_TO BE DONE_
Could you print every one of the rows below character for character, without changing anything?
── INPUT DATA ──
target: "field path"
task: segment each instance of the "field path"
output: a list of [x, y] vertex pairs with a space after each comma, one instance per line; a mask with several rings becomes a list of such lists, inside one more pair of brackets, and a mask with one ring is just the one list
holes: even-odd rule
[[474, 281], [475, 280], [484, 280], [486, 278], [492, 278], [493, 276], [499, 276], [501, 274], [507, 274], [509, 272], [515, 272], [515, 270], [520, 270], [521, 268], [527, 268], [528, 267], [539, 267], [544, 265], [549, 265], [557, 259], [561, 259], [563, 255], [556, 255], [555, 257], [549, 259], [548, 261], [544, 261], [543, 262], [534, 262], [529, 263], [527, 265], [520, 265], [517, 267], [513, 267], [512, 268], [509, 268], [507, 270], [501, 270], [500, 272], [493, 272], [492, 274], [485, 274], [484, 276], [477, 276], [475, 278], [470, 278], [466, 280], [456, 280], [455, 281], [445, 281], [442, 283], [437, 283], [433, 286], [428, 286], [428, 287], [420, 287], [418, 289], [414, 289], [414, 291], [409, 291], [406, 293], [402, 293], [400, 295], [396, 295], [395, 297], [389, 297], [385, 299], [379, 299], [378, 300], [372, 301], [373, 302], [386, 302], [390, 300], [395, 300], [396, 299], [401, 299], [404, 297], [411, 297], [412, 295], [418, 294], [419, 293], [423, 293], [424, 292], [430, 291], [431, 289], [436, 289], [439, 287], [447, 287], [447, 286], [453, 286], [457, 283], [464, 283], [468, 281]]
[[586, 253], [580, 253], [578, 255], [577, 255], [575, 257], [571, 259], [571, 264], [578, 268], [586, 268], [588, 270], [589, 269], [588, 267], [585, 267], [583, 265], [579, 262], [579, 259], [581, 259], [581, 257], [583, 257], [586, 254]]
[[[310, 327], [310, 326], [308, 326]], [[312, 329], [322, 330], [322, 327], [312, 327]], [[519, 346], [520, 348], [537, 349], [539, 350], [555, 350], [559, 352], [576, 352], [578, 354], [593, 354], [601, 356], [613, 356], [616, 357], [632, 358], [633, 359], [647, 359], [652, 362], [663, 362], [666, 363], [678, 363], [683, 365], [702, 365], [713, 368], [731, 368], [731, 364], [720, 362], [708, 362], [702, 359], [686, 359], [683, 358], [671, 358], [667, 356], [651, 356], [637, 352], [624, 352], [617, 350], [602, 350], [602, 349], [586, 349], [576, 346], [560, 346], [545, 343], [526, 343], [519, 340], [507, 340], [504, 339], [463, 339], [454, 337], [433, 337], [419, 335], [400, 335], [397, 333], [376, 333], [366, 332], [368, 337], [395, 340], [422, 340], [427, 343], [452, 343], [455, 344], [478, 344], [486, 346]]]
───
_EXERCISE OUTPUT_
target: "field path"
task: segment each instance of the "field path"
output: a list of [x, y] vertex pairs with a space after each comma, one instance per line; a mask with several rings becomes a list of such lists, inside one more pair of brackets, and a mask with one ring is just the one list
holes: even-odd rule
[[474, 281], [475, 280], [484, 280], [486, 278], [492, 278], [493, 276], [499, 276], [501, 274], [507, 274], [509, 272], [515, 272], [515, 270], [520, 270], [521, 268], [527, 268], [528, 267], [539, 267], [544, 265], [549, 265], [557, 259], [561, 259], [563, 255], [556, 255], [555, 257], [549, 259], [548, 261], [544, 261], [543, 262], [534, 262], [529, 263], [527, 265], [520, 265], [517, 267], [513, 267], [512, 268], [509, 268], [507, 270], [501, 270], [500, 272], [493, 272], [492, 274], [485, 274], [484, 276], [477, 276], [475, 278], [470, 278], [466, 280], [456, 280], [455, 281], [445, 281], [442, 283], [437, 283], [433, 286], [428, 286], [428, 287], [420, 287], [418, 289], [414, 289], [414, 291], [409, 291], [406, 293], [402, 293], [400, 295], [396, 295], [395, 297], [389, 297], [385, 299], [379, 299], [378, 300], [372, 301], [373, 302], [386, 302], [390, 300], [395, 300], [396, 299], [401, 299], [404, 297], [411, 297], [412, 295], [418, 294], [419, 293], [423, 293], [424, 292], [430, 291], [431, 289], [436, 289], [439, 287], [447, 287], [447, 286], [453, 286], [457, 283], [464, 283], [468, 281]]
[[586, 253], [580, 253], [578, 255], [577, 255], [575, 257], [571, 259], [571, 264], [578, 268], [586, 268], [588, 270], [589, 269], [588, 267], [585, 267], [583, 265], [579, 262], [579, 259], [581, 259], [581, 257], [583, 257], [586, 254]]
[[[310, 327], [310, 326], [308, 326]], [[312, 329], [322, 330], [322, 327], [312, 327]], [[519, 346], [520, 348], [537, 349], [539, 350], [555, 350], [559, 352], [576, 352], [578, 354], [593, 354], [601, 356], [613, 356], [616, 357], [632, 358], [633, 359], [647, 359], [652, 362], [663, 362], [666, 363], [678, 363], [683, 365], [702, 365], [713, 368], [731, 368], [731, 364], [720, 362], [708, 362], [702, 359], [686, 359], [683, 358], [671, 358], [667, 356], [651, 356], [637, 352], [624, 352], [617, 350], [602, 350], [602, 349], [586, 349], [576, 346], [560, 346], [545, 343], [526, 343], [519, 340], [507, 340], [504, 339], [463, 339], [454, 337], [433, 337], [419, 335], [400, 335], [397, 333], [376, 333], [366, 332], [368, 337], [395, 340], [422, 340], [427, 343], [452, 343], [455, 344], [478, 344], [486, 346]]]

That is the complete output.